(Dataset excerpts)
BEGIN
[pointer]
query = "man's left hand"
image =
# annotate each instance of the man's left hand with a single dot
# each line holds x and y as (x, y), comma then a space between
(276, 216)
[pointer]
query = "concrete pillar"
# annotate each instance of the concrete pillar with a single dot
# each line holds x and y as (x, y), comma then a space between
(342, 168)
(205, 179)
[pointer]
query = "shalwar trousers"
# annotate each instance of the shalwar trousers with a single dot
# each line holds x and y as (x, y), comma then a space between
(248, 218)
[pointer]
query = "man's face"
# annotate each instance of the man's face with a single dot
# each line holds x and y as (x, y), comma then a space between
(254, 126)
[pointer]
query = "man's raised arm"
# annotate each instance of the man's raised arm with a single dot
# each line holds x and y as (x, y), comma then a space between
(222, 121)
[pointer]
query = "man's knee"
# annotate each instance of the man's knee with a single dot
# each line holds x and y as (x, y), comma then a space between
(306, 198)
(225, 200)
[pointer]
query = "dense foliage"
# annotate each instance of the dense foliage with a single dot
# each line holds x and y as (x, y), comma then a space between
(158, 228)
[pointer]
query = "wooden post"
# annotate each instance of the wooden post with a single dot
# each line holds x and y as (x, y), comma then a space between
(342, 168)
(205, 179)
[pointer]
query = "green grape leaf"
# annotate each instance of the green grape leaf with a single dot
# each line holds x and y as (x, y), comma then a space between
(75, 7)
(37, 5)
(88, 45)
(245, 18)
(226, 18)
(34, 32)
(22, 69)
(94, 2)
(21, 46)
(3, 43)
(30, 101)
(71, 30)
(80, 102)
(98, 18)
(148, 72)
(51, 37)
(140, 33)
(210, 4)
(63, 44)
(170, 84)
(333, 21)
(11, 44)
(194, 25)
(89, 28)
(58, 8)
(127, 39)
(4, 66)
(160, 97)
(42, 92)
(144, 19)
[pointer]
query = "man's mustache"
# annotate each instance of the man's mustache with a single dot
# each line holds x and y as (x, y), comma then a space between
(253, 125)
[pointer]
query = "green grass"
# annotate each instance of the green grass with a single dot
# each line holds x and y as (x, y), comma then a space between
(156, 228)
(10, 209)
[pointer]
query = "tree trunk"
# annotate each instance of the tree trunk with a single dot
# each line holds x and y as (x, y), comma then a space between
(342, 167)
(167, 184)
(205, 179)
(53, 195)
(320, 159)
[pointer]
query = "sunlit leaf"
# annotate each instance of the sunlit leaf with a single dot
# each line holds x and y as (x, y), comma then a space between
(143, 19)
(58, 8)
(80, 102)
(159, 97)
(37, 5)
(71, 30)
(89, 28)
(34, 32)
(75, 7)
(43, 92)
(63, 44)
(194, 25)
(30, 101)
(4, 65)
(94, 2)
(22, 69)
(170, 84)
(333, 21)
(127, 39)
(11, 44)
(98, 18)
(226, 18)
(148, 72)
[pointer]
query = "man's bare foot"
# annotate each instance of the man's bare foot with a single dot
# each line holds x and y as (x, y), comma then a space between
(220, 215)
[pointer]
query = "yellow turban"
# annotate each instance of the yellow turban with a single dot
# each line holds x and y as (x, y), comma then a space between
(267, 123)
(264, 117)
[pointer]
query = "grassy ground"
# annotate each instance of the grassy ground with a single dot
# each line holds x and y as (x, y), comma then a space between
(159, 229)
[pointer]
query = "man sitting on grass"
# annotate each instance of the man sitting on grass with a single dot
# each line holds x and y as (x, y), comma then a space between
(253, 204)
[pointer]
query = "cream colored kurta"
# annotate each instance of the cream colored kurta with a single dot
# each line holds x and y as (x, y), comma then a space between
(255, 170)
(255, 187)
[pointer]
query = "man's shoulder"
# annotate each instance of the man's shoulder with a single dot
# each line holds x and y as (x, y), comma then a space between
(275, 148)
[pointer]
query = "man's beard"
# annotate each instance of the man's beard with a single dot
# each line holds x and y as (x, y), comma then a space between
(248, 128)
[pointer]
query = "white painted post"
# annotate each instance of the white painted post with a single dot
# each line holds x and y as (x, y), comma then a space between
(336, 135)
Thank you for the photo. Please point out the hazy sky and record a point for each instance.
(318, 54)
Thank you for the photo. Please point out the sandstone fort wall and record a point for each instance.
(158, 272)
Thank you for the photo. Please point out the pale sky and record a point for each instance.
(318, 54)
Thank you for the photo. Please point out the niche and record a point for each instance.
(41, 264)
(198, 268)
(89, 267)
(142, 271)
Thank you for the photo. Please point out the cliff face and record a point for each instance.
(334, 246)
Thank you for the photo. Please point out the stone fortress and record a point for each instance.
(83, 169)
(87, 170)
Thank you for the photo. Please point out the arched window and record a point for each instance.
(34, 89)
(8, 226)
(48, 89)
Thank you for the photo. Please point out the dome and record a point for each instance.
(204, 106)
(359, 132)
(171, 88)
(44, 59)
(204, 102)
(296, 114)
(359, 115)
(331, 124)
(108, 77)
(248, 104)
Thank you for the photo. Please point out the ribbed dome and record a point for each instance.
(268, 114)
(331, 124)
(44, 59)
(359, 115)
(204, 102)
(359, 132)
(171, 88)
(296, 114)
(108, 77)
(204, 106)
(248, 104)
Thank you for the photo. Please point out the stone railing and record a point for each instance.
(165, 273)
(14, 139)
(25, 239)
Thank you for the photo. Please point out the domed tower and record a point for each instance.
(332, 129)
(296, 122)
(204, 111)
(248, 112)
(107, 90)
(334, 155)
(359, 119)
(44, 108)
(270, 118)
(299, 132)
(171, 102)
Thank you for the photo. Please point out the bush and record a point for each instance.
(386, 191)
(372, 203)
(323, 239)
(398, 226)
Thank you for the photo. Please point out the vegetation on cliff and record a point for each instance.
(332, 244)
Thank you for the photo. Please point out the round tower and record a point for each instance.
END
> _Exercise instructions_:
What is needed is a full, exact copy of the records.

> _Task solution_:
[pointer]
query = "man's left hand"
image =
# annotate each instance of the man's left hand with a single dot
# each line holds x and y as (x, y), comma then a space between
(276, 216)
[pointer]
query = "concrete pillar"
# annotate each instance of the concrete pillar with a single dot
# each line holds x and y as (x, y), comma then a space between
(342, 168)
(205, 179)
[pointer]
query = "shalwar trousers"
# annotate each instance of the shalwar trousers with a single dot
# each line holds x and y as (x, y), comma then a space between
(248, 218)
[pointer]
query = "man's face"
# annotate each instance of the man's face with a single dot
# each line holds x and y as (x, y), comma then a space between
(254, 126)
[pointer]
query = "man's raised arm"
# annotate each instance of the man's raised arm with a single dot
# each line holds x and y as (x, y), comma then a space between
(222, 121)
[pointer]
query = "man's knee"
# annotate each instance of the man's knee with a single dot
# each line holds x and y as (x, y), comma then a space between
(306, 198)
(225, 200)
[pointer]
query = "dense foliage"
# annotate each instance of the dense foliage with a single dot
# each line holds x and y as (x, y), comma then a space between
(158, 228)
[pointer]
query = "wooden post"
# annotate each instance of the wooden post with a single dot
# each line holds x and y as (x, y), comma then a space between
(342, 168)
(205, 179)
[pointer]
query = "green grape leaf"
# annotate each instance of the green grape leaf with a single dot
# each line holds x and y as (x, y), comma then a space between
(75, 7)
(37, 5)
(88, 45)
(245, 18)
(226, 18)
(34, 32)
(22, 69)
(94, 2)
(21, 46)
(3, 43)
(30, 101)
(71, 30)
(80, 102)
(98, 18)
(148, 72)
(51, 37)
(140, 33)
(210, 4)
(63, 44)
(170, 84)
(333, 21)
(11, 44)
(194, 25)
(89, 28)
(58, 8)
(127, 39)
(4, 66)
(160, 97)
(42, 92)
(144, 19)
[pointer]
query = "man's mustache"
# annotate each instance of the man's mustache with a single dot
# each line holds x and y as (x, y), comma then a space between
(253, 125)
[pointer]
query = "green grass"
# annotate each instance of the green grass with a single dot
# each line holds x and y as (x, y), comma then a space between
(156, 228)
(10, 209)
[pointer]
query = "tree trunk"
# annotate each instance of the tree trunk with a single dot
# each line holds x and y as (x, y), comma then a space between
(342, 167)
(167, 184)
(205, 179)
(53, 195)
(320, 159)
[pointer]
query = "sunlit leaf"
# annotate each instance of the sunlit leaf with a single dot
# each line holds x and y as (x, y), comma then a space between
(143, 19)
(58, 8)
(80, 102)
(159, 97)
(37, 5)
(71, 30)
(89, 28)
(34, 32)
(75, 7)
(43, 92)
(63, 44)
(194, 25)
(30, 101)
(4, 65)
(94, 2)
(22, 69)
(170, 84)
(333, 21)
(127, 39)
(11, 44)
(98, 18)
(226, 18)
(148, 72)
[pointer]
query = "man's bare foot"
# annotate each instance of the man's bare foot with a single dot
# each line holds x and y as (x, y), comma then a space between
(220, 215)
[pointer]
query = "yellow turban"
# annotate each instance of the yellow turban with a single dot
# each line holds x and y as (x, y), comma then a space between
(267, 123)
(264, 117)
[pointer]
query = "grassy ground"
# annotate each instance of the grassy ground with a single dot
# each line holds x and y as (x, y), comma then a space between
(159, 229)
[pointer]
query = "man sitting on grass"
# annotate each instance of the man sitting on grass with a single dot
# each line holds x and y as (x, y), comma then a space between
(253, 204)
[pointer]
query = "cream colored kurta"
# annotate each instance of the cream colored kurta with a single dot
# each line holds x and y as (x, y), comma then a space between
(255, 170)
(255, 187)
[pointer]
query = "man's shoulder"
# annotate each instance of the man's shoulder with a single dot
# each line holds x and y as (x, y), comma then a space between
(275, 148)
[pointer]
query = "man's beard"
# annotate each instance of the man's beard with a single dot
# each line holds x and y as (x, y), comma then a space between
(248, 128)
[pointer]
query = "white painted post"
# annotate each instance of the white painted post with a single dot
# each line holds x and y as (x, y), comma then a space between
(336, 135)
Thank you for the photo. Please point out the hazy sky and record a point for each instance.
(318, 54)
Thank you for the photo. Please point out the sandstone fort wall and record a point for each instance.
(158, 272)
Thank you for the photo. Please point out the pale sky and record a point for each instance.
(318, 54)
Thank you for the photo. Please point out the niche and record a point for each instance.
(41, 264)
(198, 268)
(89, 267)
(142, 271)
Thank you for the photo. Please point out the cliff face and record a point for each instance.
(334, 246)
Thank you for the photo. Please point out the stone fortress and record a point for each instance.
(83, 169)
(87, 170)
Thank you for the photo. Please point out the arched window and record a point for each instance.
(34, 89)
(8, 226)
(48, 89)
Thank you for the photo. Please point out the dome and record a point for each instance.
(204, 106)
(359, 132)
(171, 88)
(44, 59)
(204, 102)
(296, 114)
(359, 115)
(331, 124)
(108, 77)
(248, 104)
Thank you for the photo. Please point out the ribbed dome and record a point for each instance.
(268, 114)
(331, 124)
(44, 59)
(359, 115)
(204, 102)
(359, 132)
(171, 88)
(296, 114)
(108, 77)
(204, 106)
(248, 104)
Thank you for the photo. Please point out the stone railing and record a point for each instance.
(165, 273)
(14, 139)
(25, 239)
Thank you for the photo. Please point out the domed tower and record a point for each instance.
(332, 129)
(296, 122)
(204, 111)
(248, 112)
(107, 90)
(334, 155)
(359, 119)
(44, 108)
(270, 118)
(299, 132)
(171, 102)
Thank you for the photo. Please point out the bush and record a point for each instance.
(386, 191)
(372, 203)
(323, 239)
(398, 226)
Thank you for the photo. Please point out the vegetation on cliff and record a point for each instance.
(332, 244)
Thank you for the photo. Please point out the round tower and record a point for each instance.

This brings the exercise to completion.